Question: As in the old days?

AC: As in current days.  We, the Foreign Press Association, give five scholarships a year to foreign students, studying journalism in the United States. And so, you know if you visit the Columbia School of Journalism, or NYU or any of them there’s a whole range of disciplines being taught to make you professional. 

It’s art, it’s a craft.  It also has issues of integrity, huge issues at that.  And just to say “I’m a journalist.  I’m setting myself up to be this.” I don’t think that cuts it in an increasingly complex and difficult world. 

We have news hitting us from a thousand different sources that we didn’t have before. So we don't have to watch the evening news anymore, but what is the most dependable news?  The most dependable news must be from people who are professionally able to find it, assess it and deliver it.

Question: Speaking of the evening news, why do you think so little time is spent covering international news and business on the evening news?

AC: It’s very much a peculiarity of the American evening news.  If you go to any other country, half the news broadcast is going to be about foreign news, because they – at least in Europe for example, they want to cover other European news outside their own – Germany, France, etc.  So here, this world unto yourself is so huge that that is the prime consideration. What’s happening here? And indeed, very often they are the biggest stories.

Question:  What do you think is going to be the biggest international story for 2012?

AC: Obviously the U.S. Presidential election. There is this incredulity about the way American politics works. So I think covering Obama, is he going to be re-elected? What is he doing and can he really do anything to alter the course of the economy? And look at the Republican nominee at the moment.

The U.S. economy of course is the huge subject because it affects everyone else. So goes the rest of the world. I did some television reporting to an Iranian station, with Press TV and they didn’t censor anything that was said but what was interesting was that they would normally start with a question that was potentially critical like “Mr. Capper, the Daily Telegraph in London says that the American economic juggernaut has now passed its prime and America is in steep decline. Do you agree with that or not?” That kind of thing.

══════

*What to work on*:
a – According to the interview, why does the American evening news give so little time to international stories? Answer in one to three sentences.
b – In the interview, how many scholarships does the Foreign Press Association give each year?
The listing after this has no connection to the interview.

*Data section*:
══════

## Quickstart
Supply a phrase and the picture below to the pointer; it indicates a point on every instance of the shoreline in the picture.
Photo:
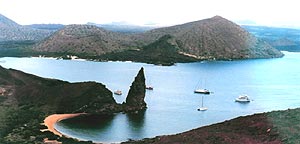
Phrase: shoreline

══════

*Results by task*:
a – The country is so huge that it is a world unto itself, so the main concern is what's happening at home. Very often those home stories are also the biggest ones. In Europe, by contrast, broadcasts spend about half their time on foreign news because they want to cover other European countries.

b – Five a year, to foreign students studying journalism in the United States.